[Items from a collection]
* * * * * * *

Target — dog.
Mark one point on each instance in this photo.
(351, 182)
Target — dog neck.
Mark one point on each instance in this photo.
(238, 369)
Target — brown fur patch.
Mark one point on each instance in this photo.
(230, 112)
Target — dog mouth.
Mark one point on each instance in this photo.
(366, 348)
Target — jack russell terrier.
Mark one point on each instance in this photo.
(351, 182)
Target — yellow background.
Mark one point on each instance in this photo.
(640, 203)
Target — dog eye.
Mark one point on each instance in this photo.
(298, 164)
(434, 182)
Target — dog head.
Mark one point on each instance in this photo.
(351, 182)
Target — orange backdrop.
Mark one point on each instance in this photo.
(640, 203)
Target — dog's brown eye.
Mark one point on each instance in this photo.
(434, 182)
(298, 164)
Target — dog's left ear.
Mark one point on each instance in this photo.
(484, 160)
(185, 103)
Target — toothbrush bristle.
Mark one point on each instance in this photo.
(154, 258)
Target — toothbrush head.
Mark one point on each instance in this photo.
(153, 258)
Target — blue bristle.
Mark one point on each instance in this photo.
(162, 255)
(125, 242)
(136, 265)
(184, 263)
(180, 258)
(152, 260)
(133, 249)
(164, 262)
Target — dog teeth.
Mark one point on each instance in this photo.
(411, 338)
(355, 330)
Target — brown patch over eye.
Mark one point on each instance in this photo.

* * * * * * *

Write out the part that opens with the line containing "Target — dog's brown eye." and runs through the end of the items, keeping every request. Add 147 to each number in the point coordinates given as answers.

Target — dog's brown eye.
Mark one point on each instance in this photo.
(581, 329)
(445, 311)
Target — dog's left ear.
Mark one point on each instance in this photo.
(631, 307)
(332, 250)
Target — toothbrush bristle.
Mark one point on each instance in this photo.
(301, 405)
Target — toothbrush head.
Mark one point on each instance in this photo.
(300, 405)
Target — blue bristle.
Mark one point on each instance in this photo.
(309, 402)
(272, 389)
(283, 412)
(331, 410)
(327, 405)
(299, 407)
(280, 396)
(311, 409)
Target — dog teeth.
Mark one point on each instance in this photo.
(558, 485)
(502, 477)
Target — brown patch over eye.
Mark one point on each instance in this photo.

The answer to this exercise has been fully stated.